*** SOURCE DATA ***

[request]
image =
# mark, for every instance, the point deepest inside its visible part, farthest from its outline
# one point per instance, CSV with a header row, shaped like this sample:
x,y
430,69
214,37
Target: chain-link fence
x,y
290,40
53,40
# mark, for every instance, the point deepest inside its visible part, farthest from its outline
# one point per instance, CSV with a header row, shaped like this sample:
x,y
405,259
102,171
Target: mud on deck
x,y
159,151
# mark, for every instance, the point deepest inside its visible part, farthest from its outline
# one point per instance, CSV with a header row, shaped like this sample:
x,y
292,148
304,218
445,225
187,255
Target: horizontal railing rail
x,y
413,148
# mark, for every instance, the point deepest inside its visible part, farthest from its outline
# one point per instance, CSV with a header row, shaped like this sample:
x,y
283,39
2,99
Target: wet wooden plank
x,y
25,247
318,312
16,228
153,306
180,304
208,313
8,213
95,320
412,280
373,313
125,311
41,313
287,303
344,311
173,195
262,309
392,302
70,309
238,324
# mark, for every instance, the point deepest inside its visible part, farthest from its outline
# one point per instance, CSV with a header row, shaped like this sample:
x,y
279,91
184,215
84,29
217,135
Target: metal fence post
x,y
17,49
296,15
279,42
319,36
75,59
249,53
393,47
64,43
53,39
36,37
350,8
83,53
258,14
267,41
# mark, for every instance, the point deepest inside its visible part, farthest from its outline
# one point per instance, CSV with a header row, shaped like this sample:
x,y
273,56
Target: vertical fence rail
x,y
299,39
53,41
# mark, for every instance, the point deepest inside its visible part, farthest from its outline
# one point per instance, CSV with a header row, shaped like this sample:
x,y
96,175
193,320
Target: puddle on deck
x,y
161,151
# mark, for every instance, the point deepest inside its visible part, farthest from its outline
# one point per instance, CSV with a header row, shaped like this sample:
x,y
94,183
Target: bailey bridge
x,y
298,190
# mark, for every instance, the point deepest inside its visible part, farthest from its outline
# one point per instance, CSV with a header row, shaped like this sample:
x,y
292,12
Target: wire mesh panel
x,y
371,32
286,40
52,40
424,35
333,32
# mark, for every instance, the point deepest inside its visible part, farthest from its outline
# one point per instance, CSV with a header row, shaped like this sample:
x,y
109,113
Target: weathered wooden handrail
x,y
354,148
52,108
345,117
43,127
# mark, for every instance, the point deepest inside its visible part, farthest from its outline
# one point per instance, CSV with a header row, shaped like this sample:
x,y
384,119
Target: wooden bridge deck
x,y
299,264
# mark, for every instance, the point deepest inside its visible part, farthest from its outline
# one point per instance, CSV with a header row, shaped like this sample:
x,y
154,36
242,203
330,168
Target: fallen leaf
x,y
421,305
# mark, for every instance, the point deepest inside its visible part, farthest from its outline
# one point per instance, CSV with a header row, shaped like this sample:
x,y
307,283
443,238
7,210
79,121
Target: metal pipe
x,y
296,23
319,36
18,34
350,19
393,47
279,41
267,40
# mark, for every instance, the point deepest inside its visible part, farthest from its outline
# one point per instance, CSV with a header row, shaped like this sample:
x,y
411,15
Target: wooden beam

*** End of SOURCE DATA ***

**ABOUT THIS EXERCISE:**
A word-for-word restatement of all the records is required.

**RESPONSE BELOW:**
[request]
image =
# mark, for every instance, the point deepest inside its visible part, farthest from its outline
# one point per instance, CSV with a header row, shaped like this sample:
x,y
430,69
214,37
Target: chain-link fence
x,y
290,40
53,40
# mark, for every instance, the point deepest inside its visible part, farthest from its outline
# one point per instance, CSV with a header row, shaped like this sample:
x,y
405,259
102,171
Target: mud on deck
x,y
159,151
# mark, for every instance, the point deepest inside its visible part, farthest from its outline
# one point per instance, CSV with a header row, shaped like this sample:
x,y
292,148
304,218
445,225
187,255
Target: horizontal railing rail
x,y
413,148
# mark, for every instance, the point deepest inside its visible part, farthest from its outline
# one point per instance, CSV with a header row, shaped like this sample:
x,y
283,39
2,99
Target: wet wooden plank
x,y
25,247
318,312
16,228
153,306
180,304
208,313
8,213
95,320
412,280
373,313
125,311
41,313
287,303
344,311
173,195
262,309
392,302
70,309
238,324
# mark, for every instance, the point deepest inside its visible part, farthest from its outline
# one point per instance, CSV with a header row, shaped like this sample:
x,y
279,91
184,215
84,29
217,135
Target: metal fence post
x,y
17,49
296,15
279,42
319,36
75,59
249,53
393,47
64,43
53,39
36,37
350,8
83,53
258,14
267,41
# mark, for every instance, the point deepest inside its visible part, farthest from its outline
# one point per instance, CSV with a header row, shaped like this sample:
x,y
273,56
Target: vertical fence rail
x,y
299,39
53,41
# mark, for every instance, the point deepest inside its visible part, farthest from its outline
# one point per instance, CSV with a header row, shaped like this sample:
x,y
96,175
193,320
Target: puddle on deck
x,y
161,151
# mark, for every instance, the point deepest inside its visible part, farthest from its outline
# one point per instance, CSV with a header row, shaped like this sample:
x,y
94,183
Target: bailey bridge
x,y
298,190
# mark, for every instance, the point deepest inside its visible part, farthest from its outline
# one point per instance, CSV with a header row, shaped like this sample:
x,y
292,12
Target: wire mesh panel
x,y
371,32
286,40
52,40
424,35
333,32
# mark, for every instance, the point deepest inside its visible part, farthest from its outline
# one point per instance, CSV with a header row, shaped like this sample:
x,y
109,113
Target: weathered wooden handrail
x,y
354,148
52,108
345,117
43,127
# mark, for every instance, the point deepest inside its visible part, farthest from its outline
# one point per instance, CSV with a header row, shaped like this sample:
x,y
384,119
Target: wooden bridge deck
x,y
299,264
# mark, for every instance, the point deepest inside its visible part, farthest from its outline
# one point per instance, CSV with a header row, shaped like this sample:
x,y
154,36
242,203
330,168
Target: fallen leaf
x,y
421,305
# mark, for every instance, the point deepest inside its visible part, farthest from its outline
# one point per instance, CSV with a header row, shaped like this sample:
x,y
307,283
443,238
7,210
79,121
Target: metal pipe
x,y
296,23
319,36
18,34
350,19
393,47
279,41
267,40
# mark, for every instance, the point deepest inside its visible part, farthest from its outline
# one point per instance, CSV with a header row, shaped like this sample:
x,y
411,15
Target: wooden beam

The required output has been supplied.